─── RECORDS FOR THE EXERCISE ───

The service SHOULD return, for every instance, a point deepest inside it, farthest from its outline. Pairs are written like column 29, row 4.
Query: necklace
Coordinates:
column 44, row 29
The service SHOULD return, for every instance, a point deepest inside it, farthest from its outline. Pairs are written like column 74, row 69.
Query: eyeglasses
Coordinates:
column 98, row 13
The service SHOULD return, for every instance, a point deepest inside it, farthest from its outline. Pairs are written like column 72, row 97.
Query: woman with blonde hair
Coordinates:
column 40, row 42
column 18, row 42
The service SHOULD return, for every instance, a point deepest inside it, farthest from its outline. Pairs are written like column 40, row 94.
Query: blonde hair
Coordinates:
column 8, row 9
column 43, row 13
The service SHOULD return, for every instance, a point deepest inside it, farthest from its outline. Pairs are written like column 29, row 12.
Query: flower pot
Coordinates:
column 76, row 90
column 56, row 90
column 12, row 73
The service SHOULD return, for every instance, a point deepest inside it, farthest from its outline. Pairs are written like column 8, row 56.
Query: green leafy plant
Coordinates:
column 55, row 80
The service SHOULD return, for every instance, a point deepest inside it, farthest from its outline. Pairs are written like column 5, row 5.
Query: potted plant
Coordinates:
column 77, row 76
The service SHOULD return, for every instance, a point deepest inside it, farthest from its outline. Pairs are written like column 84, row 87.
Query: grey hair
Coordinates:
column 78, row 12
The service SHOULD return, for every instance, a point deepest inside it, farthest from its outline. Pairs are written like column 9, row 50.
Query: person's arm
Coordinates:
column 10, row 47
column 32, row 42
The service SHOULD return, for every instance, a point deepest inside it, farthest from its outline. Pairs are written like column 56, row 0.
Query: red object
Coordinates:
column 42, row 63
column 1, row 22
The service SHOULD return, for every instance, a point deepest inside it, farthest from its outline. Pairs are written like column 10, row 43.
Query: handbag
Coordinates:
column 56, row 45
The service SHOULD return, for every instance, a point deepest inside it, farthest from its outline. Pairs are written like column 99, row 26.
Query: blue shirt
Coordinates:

───

YOUR OBJECTIVE:
Copy the records above exactly, starting at the line that contains "Query: person's arm" and ending at the last line, and leave out all earlier lines.

SOLUTION TO THIS PROBLEM:
Query: person's arm
Coordinates:
column 10, row 47
column 32, row 42
The service SHOULD return, for every instance, a point deepest inside it, farthest from its outline. Pairs are written like column 56, row 0.
Query: red object
Coordinates:
column 42, row 63
column 1, row 22
The service SHOULD return, for every instance, a point deepest inside it, farthest from its outline. Pairs are written like column 10, row 43.
Query: handbag
Coordinates:
column 56, row 45
The service SHOULD return, for every instance, a point deepest inside it, farthest from its outline. Pairs are written like column 99, row 26.
Query: blue shirt
Coordinates:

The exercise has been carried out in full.